GOAL — Write out all of the data below, line for line, without changing anything.

[Rows from a box labeling dataset]
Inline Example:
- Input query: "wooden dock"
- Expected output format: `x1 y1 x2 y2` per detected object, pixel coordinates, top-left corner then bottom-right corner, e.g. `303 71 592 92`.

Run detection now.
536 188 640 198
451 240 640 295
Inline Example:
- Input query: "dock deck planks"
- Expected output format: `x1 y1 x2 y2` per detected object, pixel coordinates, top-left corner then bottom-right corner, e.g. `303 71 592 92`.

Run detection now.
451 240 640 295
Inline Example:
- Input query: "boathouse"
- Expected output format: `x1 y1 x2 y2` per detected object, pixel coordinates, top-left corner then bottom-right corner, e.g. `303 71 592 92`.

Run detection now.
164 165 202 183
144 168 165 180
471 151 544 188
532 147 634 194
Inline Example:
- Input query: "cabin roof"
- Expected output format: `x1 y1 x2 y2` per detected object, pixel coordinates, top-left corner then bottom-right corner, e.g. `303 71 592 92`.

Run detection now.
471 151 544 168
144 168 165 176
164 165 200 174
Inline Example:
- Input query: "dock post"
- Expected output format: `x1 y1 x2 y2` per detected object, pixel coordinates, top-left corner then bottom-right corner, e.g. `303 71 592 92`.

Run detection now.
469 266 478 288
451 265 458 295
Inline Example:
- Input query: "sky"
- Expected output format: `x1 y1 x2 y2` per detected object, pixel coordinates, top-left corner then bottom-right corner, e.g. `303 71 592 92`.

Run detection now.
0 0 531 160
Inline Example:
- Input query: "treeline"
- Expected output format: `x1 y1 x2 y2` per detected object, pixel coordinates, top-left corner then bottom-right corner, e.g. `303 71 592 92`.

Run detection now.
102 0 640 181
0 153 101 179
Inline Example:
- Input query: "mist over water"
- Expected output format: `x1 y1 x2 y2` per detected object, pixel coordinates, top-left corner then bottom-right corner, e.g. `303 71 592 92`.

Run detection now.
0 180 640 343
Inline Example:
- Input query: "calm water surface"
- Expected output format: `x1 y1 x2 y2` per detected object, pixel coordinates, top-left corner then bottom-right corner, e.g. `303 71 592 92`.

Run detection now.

REPLY —
Inline Example:
- Input query: "wooden dock"
- Expected output format: `x1 y1 x2 y2` per detected object, pixel coordinates, top-left corner then bottom-right corner, e.g. `303 71 592 92`.

Run detection now.
536 188 640 198
451 240 640 295
Inline Example:
- Input query: "dock deck planks"
- Expected output format: `x1 y1 x2 y2` per detected object, pixel coordinates, top-left corner then bottom-right corner, e.g. `303 71 592 92`.

Run detection now.
451 240 640 295
Inline Example:
- Input query: "boathouse"
- Expected output format: `x1 y1 x2 y2` per detected object, pixel coordinates, top-left corner then bottom-right corner, e.g. `303 71 592 92`.

Run detection now.
164 165 202 183
144 168 165 180
471 151 544 188
532 147 634 194
Inline Example:
- Input query: "cabin roof"
- Expected output format: `x1 y1 x2 y2` per detected object, pixel coordinates, top-left corner then bottom-right corner, e.g. `303 71 592 92`.

Run detection now.
471 151 544 168
144 168 165 176
164 165 200 174
Inline Example:
- Input query: "dock post"
- Expected output format: `x1 y1 x2 y2` per detected object, pixel coordinates, top-left corner then bottom-right corner, e.g. `303 71 592 92`.

Run detection now.
469 266 478 288
451 265 458 295
Inline Example:
- Input query: "sky"
- Expected output format: `x1 y1 x2 y2` per detected object, pixel coordinates, top-left corner then bottom-right corner, e.g. `303 71 592 92`.

Run detection now.
0 0 531 160
Inline Example:
- Input query: "treeline"
- Expected output format: `x1 y1 x2 y2` per detected object, pixel coordinates, top-left corner then bottom-right corner, e.g. `303 71 592 92`.

Run detection now.
102 0 640 181
0 153 101 179
Inline Example:
- Input query: "mist over water"
- Expected output format: `x1 y1 x2 y2` per detected object, pixel coordinates, top-left corner then bottom-right corner, e.g. `303 71 592 92`.

Run detection now.
0 180 640 343
Inline Example:
- Input query: "calm water surface"
- Expected output format: `x1 y1 x2 y2` per detected object, pixel coordinates, top-left corner then bottom-right corner, e.g. `303 71 592 92`.

Run detection now.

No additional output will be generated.